*Problem to work on:* Copy out only those lines running from the line with "of the ocean" to the end of the listing, keeping each one exactly as it is.

*Provided information:*
[Start]
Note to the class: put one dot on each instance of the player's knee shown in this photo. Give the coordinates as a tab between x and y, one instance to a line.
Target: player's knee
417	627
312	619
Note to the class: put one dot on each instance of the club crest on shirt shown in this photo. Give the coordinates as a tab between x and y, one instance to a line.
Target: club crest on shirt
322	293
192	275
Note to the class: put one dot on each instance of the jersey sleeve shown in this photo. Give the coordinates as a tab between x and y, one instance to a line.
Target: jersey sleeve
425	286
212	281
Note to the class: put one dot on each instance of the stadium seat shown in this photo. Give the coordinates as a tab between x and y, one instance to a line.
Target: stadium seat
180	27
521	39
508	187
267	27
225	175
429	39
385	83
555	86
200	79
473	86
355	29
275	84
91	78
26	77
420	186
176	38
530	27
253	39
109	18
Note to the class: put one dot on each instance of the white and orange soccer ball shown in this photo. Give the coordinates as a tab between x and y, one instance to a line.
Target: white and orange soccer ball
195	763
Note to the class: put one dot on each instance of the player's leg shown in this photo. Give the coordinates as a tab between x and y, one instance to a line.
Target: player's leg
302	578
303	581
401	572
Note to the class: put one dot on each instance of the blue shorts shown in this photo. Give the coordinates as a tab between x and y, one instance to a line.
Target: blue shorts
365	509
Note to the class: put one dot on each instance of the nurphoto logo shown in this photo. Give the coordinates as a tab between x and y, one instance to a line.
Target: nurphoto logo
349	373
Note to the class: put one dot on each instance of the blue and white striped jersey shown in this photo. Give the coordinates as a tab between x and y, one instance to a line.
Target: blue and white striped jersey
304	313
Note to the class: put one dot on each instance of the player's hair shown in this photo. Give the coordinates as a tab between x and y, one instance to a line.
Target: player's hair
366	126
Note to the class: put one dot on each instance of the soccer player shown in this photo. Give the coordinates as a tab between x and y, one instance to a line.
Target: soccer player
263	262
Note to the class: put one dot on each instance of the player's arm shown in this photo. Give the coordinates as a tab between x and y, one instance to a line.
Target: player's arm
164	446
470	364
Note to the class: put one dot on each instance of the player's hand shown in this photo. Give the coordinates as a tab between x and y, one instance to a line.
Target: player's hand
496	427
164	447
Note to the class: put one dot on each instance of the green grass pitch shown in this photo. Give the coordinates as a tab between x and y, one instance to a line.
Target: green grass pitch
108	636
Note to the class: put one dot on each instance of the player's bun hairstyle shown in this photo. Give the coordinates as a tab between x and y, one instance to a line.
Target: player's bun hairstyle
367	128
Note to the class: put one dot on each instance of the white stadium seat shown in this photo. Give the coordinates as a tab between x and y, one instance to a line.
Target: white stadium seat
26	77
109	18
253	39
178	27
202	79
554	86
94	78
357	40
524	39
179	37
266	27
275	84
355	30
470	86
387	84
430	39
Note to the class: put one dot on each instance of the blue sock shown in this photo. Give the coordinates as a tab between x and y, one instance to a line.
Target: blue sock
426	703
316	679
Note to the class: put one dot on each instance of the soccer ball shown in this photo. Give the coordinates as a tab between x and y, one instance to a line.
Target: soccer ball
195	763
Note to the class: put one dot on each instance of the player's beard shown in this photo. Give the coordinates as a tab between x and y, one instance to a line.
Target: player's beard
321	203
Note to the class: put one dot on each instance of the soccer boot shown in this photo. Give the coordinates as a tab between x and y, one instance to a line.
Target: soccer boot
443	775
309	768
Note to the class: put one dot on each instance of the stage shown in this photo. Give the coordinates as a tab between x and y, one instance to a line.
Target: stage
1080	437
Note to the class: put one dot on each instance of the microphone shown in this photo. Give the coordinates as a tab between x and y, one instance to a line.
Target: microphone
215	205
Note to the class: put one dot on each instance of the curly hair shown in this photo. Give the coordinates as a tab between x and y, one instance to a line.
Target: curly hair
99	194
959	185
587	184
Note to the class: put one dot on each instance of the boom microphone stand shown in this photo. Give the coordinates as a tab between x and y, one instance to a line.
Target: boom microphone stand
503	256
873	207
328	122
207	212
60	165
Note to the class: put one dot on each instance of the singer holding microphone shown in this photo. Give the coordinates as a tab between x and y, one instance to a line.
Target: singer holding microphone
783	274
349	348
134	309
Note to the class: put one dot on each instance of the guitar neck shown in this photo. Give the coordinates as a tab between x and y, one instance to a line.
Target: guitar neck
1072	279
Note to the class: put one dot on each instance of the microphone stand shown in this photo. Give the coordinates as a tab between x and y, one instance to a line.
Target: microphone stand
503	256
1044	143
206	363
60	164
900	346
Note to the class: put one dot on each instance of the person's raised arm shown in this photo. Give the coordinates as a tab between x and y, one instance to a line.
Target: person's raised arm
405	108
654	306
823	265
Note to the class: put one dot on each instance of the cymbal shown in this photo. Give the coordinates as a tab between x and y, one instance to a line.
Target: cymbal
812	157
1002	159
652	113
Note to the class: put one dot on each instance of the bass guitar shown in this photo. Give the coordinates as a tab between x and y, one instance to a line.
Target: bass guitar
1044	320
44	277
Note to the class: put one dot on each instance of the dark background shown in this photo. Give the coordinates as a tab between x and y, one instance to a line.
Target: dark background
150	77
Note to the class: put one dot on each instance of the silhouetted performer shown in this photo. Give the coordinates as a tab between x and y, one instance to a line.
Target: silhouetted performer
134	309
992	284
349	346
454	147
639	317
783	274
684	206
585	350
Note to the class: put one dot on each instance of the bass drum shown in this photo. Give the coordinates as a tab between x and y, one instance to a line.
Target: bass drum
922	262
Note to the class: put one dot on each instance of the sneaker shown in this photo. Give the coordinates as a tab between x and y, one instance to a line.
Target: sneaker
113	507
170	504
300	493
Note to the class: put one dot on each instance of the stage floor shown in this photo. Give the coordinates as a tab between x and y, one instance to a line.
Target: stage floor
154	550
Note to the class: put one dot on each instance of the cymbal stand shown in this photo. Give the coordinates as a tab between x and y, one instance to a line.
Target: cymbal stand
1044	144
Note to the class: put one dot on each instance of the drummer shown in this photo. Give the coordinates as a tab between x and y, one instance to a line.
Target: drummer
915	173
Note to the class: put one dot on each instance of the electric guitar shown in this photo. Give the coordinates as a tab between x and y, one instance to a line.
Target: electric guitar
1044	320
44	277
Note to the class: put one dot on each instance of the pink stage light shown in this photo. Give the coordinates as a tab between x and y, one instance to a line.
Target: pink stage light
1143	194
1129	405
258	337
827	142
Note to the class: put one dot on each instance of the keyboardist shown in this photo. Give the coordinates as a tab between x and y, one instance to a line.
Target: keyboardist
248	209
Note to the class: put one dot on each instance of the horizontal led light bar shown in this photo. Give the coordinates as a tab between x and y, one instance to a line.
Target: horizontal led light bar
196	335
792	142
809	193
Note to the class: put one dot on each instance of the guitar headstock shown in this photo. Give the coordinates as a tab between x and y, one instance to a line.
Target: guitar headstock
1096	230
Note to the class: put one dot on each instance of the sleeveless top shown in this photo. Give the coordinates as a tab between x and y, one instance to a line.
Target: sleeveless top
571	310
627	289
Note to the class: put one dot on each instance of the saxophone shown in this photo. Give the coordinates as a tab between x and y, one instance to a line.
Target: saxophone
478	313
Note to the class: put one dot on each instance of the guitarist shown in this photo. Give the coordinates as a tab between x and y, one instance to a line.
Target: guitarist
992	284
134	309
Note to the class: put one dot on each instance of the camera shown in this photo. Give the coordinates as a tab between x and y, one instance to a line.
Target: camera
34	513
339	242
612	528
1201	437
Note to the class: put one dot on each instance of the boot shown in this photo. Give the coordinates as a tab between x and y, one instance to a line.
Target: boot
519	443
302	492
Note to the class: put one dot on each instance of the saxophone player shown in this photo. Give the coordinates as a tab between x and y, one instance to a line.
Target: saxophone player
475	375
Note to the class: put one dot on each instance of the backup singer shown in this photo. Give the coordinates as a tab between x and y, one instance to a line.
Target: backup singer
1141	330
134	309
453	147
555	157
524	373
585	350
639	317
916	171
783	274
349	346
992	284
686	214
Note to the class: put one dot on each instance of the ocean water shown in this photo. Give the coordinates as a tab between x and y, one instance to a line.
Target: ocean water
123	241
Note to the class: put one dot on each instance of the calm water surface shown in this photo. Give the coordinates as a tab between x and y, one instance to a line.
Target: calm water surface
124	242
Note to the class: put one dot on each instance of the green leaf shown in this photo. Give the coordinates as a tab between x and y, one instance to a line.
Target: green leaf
[End]
*Solution:*
Note to the class: put one dot on each instance of the ocean water shown in this photo. Give the coordinates as a tab between x and y, one instance to a line.
Target: ocean water
123	241
Note to the class: put one dot on each instance of the calm water surface shown in this photo. Give the coordinates as a tab between x and y, one instance to a line.
Target: calm water surface
124	242
Note to the class: put one dot on each instance of the green leaf shown in this photo. Give the coordinates as a tab between x and y, one instance to a line.
Target: green leaf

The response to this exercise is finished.